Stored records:
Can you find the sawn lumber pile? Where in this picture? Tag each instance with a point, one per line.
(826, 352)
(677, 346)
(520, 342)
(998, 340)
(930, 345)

▶ [Action item]: Please copy the data above in its entirety, exactly as written.

▶ [Exercise result]:
Can you find the sawn lumber pile? Where in this picture? Tag each instance with a point, one per line.
(826, 352)
(677, 346)
(520, 342)
(998, 340)
(930, 345)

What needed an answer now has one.